Reproduce every line of the listing below, and shift each bounding-box coordinate up by 23.

EXERCISE MATERIALS
──────────────────────────────
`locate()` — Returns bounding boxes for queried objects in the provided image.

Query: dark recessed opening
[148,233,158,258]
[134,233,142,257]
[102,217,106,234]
──────────────────────────────
RESPONSE
`locate()` — Returns bounding boxes for queried objects in the provided image.

Query: dark recessed opening
[171,256,181,281]
[157,256,165,280]
[125,240,129,257]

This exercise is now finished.